%%

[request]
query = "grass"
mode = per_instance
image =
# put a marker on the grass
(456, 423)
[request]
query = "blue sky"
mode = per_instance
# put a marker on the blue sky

%%

> [EXERCISE BRIEF]: Rewrite all the items above, replacing every "marker" with "dot" and leaving everything else unchanged.

> [RESPONSE]:
[request]
query = "grass"
mode = per_instance
image =
# put a dot on the grass
(456, 423)
[request]
query = "blue sky"
mode = per_instance
# put a dot on the blue sky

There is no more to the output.